● **PARTS OF THE EXERCISE**
A. From the Hermite polynomial text, return the passage between "The first equation" and "the Hermite polynomials.", inclusive.
B. In the Hermite polynomial text, for which values of n are the Hermite Numbers non-zero?
C. Continue the Hermite polynomial text from the point where it stops.

● **TEXT EXTRACT**
+-------+

We do not prove this Theorem as it is readily available from many sources. However, there is a nice corollary as follows.

Corollary 3: Taylor Expansion
For $m\leq k$,

\[\begin{align*} \phi_k^{(m)}(x) &= \sqrt{\frac{k!}{(k-m)!}} \cdot \phi_{k-m}(x)\\ \phi_k(x) &= \sum_{m=0}^k \frac{1}{\sqrt{m!}} \sqrt{k\choose m} \cdot \phi_{k-m}(0) \cdot x^m \end{align*}\]

The first equation follows from repeatedly applying the recursion in Theorem 2. The second comes from the Taylor expansion of $\phi_k(x)$ at $x=0$. The constants $\frac{1}{\sqrt{n!}} \phi_n(0)$ are known as the Hermite Numbers. They are non-zero if and only if $n$ is even. The corollary says that as long as we know all the Hermite numbers, we can find the coefficients for all the Hermite polynomials.

Corollary 4: Shift by Scalar

\[\begin{align*} \phi_k(a x + b) &= \sum_{m=0}^k \frac{1}{\sqrt{m!}} \sqrt{k\choose m} \cdot \phi_{k-m}(ax) \cdot b^m \end{align*}\]

Proof: (checked)

+-------+

[Object detection data]
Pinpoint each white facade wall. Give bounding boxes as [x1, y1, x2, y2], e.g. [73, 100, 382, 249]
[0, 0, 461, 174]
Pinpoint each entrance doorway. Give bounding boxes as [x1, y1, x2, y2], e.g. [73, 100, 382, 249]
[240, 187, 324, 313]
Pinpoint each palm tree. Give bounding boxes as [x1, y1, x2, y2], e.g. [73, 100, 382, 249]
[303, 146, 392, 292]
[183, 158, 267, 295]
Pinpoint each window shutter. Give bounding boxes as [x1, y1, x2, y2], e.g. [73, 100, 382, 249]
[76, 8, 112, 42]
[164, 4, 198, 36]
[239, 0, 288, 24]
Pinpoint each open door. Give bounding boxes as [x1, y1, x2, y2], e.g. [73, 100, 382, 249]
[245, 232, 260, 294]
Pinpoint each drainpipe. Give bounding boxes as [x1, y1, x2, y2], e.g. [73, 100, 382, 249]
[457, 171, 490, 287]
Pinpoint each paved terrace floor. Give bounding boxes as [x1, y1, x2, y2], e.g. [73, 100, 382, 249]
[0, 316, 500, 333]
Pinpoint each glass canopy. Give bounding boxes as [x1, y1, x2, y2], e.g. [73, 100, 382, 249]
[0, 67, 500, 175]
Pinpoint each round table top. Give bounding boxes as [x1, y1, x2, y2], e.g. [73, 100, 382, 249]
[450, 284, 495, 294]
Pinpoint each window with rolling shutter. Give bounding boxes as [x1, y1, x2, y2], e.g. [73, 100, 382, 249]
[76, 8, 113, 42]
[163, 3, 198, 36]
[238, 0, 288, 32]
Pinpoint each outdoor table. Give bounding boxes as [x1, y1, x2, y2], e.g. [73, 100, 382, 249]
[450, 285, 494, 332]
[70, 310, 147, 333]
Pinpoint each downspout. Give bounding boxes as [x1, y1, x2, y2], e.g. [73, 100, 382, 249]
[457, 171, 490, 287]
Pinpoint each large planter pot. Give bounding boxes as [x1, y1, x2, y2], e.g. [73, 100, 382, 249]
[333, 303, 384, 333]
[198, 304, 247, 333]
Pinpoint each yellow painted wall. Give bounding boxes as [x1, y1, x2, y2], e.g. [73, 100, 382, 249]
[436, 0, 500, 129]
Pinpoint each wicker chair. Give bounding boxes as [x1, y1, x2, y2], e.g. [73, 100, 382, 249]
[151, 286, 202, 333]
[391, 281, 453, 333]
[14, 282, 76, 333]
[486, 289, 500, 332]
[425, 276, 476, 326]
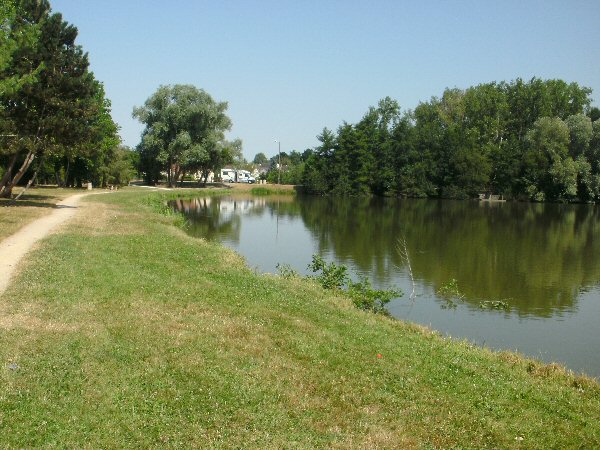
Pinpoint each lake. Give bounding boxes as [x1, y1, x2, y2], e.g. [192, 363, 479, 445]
[173, 195, 600, 377]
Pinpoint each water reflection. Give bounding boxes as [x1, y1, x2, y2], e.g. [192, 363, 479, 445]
[171, 196, 600, 317]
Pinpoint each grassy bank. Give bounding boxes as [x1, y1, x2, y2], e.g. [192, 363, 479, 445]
[0, 191, 600, 448]
[0, 188, 81, 241]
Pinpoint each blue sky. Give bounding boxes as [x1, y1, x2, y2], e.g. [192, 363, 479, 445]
[50, 0, 600, 160]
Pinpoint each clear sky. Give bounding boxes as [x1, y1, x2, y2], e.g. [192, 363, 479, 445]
[50, 0, 600, 160]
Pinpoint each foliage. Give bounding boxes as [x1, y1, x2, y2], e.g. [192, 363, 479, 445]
[133, 85, 236, 186]
[308, 255, 402, 314]
[300, 78, 600, 201]
[252, 152, 269, 165]
[348, 277, 402, 315]
[0, 0, 119, 197]
[277, 264, 300, 278]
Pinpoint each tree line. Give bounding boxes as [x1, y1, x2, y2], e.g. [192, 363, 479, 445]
[282, 78, 600, 202]
[0, 0, 136, 197]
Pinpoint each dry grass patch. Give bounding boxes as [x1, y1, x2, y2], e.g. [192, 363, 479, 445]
[0, 188, 81, 241]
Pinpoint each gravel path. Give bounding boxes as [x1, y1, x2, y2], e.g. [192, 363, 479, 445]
[0, 193, 89, 295]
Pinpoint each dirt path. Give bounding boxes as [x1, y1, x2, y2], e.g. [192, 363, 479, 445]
[0, 193, 90, 295]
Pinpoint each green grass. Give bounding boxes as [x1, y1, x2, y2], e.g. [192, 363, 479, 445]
[0, 191, 600, 448]
[0, 188, 81, 241]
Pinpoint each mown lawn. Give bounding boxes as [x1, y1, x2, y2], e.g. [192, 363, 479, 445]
[0, 187, 82, 241]
[0, 190, 600, 448]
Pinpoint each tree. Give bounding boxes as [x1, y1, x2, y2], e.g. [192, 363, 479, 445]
[0, 0, 103, 197]
[252, 152, 269, 166]
[524, 117, 577, 200]
[133, 85, 231, 186]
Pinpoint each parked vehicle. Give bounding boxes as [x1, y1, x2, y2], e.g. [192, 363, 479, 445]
[221, 169, 237, 183]
[237, 170, 256, 183]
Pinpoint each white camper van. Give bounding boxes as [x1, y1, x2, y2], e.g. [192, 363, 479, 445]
[221, 169, 236, 183]
[237, 170, 256, 183]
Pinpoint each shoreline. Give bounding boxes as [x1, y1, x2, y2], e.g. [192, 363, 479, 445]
[0, 189, 600, 447]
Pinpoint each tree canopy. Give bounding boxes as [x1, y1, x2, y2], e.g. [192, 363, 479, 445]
[133, 84, 241, 186]
[0, 0, 125, 197]
[301, 78, 600, 202]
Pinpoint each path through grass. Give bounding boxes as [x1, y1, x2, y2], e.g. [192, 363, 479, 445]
[0, 191, 600, 448]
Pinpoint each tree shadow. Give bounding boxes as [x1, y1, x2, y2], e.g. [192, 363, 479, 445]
[0, 195, 60, 209]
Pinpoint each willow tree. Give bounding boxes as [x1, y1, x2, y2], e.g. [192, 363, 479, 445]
[133, 84, 231, 187]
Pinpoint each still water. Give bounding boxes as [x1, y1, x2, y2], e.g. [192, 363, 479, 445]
[173, 196, 600, 377]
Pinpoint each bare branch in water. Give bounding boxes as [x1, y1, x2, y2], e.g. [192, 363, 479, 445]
[396, 236, 417, 301]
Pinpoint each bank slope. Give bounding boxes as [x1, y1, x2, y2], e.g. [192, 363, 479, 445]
[0, 191, 600, 448]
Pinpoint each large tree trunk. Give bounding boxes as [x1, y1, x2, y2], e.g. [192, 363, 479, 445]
[0, 153, 19, 197]
[2, 150, 35, 198]
[13, 155, 44, 202]
[61, 158, 71, 187]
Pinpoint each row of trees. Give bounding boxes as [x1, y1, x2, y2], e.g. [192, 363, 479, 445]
[300, 78, 600, 201]
[133, 85, 243, 186]
[0, 0, 135, 197]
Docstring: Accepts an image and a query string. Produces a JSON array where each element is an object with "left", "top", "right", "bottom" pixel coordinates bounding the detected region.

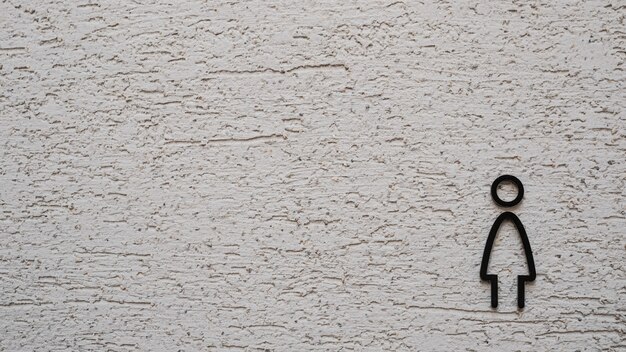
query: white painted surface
[{"left": 0, "top": 0, "right": 626, "bottom": 351}]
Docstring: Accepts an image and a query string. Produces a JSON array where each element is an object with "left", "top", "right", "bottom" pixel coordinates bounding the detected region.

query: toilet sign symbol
[{"left": 480, "top": 175, "right": 537, "bottom": 308}]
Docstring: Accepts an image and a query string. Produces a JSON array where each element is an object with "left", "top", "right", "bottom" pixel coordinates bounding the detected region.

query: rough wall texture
[{"left": 0, "top": 0, "right": 626, "bottom": 351}]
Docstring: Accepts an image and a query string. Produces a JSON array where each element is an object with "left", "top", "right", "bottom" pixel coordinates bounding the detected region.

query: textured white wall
[{"left": 0, "top": 0, "right": 626, "bottom": 351}]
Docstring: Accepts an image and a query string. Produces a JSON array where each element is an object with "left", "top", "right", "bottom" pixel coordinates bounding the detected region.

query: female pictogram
[{"left": 480, "top": 175, "right": 537, "bottom": 308}]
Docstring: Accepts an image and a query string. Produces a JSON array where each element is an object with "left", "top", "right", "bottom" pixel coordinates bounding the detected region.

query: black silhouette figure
[{"left": 480, "top": 175, "right": 537, "bottom": 308}]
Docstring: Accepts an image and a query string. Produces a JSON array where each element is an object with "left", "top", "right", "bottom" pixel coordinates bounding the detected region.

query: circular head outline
[{"left": 491, "top": 175, "right": 524, "bottom": 207}]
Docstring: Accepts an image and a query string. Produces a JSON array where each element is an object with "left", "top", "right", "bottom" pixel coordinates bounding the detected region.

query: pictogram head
[{"left": 491, "top": 175, "right": 524, "bottom": 207}]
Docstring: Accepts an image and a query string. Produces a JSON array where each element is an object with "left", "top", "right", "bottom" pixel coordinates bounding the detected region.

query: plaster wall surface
[{"left": 0, "top": 0, "right": 626, "bottom": 351}]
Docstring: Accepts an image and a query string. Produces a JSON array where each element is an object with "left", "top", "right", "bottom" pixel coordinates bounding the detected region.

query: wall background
[{"left": 0, "top": 0, "right": 626, "bottom": 351}]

+-------+

● **OUTPUTS BY TASK**
A.
The first equation follows from repeatedly applying the recursion in Theorem 2. The second comes from the Taylor expansion of $\phi_k(x)$ at $x=0$. The constants $\frac{1}{\sqrt{n!}} \phi_n(0)$ are known as the Hermite Numbers. They are non-zero if and only if $n$ is even. The corollary says that as long as we know all the Hermite numbers, we can find the coefficients for all the Hermite polynomials.

B. They are non-zero if and only if n is even.

C.
We take the Taylor expansion to function $s \mapsto \phi_k(a s)$ at $s=x$:

\[\begin{align*} \phi_k(a x + b) & = \phi_k \left(a\left(x+\frac{b}{a}\right)\right) \\ &= \sum_{m=0}^\infty \frac{1}{m!} \phi_k^{(m)}(as)\Big|_{s=x} \cdot \left(\frac{b}{a}\right)^m\\ &= \sum_{m=0}^k \frac{1}{m!} \sqrt{\frac{k!}{(k-m)!}} \cdot \phi_{k-m}(ax) \cdot a^{m}\left(\frac{b}{a}\right)^m \end{align*}\]

Theorem 5: Hermite Multiplication Theorem: The Hermite expansion of $\phi_n(\gamma x)$ is

\begin{equation} \label{eqn:multiplication_thm} \phi_n(\gamma x) = \sum_{k=0}^{\lfloor \frac{n}{2}\rfloor} \sqrt{\frac{n!}{(n-2k)!}} \cdot \frac{1}{2^k k!} (\gamma^2-1)^k \gamma^{n-2k} \cdot \phi_{n-2k}(x) \end{equation}

Example:

\[\phi_5(2x+3) = 8\sqrt{\frac{2}{15}}x^5 + 4\sqrt{30} x^4 + 32\sqrt{\frac{10}{3}} x^3 + 12\sqrt{30} x^2 + 5\sqrt{30} x + 3\sqrt{\frac{3}{10}}\]

Combining Corollary 4 and Theorem 5, we would like to evaluate

\[r_{n,m}(a,b) \stackrel{\Delta}{=} \langle \phi_n(a x + b), \phi_m(x) \rangle\]

where the inner product has ${\mathcal N}(0,1)$ as the reference distribution. In other words, we try to find the expansion of $\phi_n(ax+b)$ with respect to the standard Hermite basis.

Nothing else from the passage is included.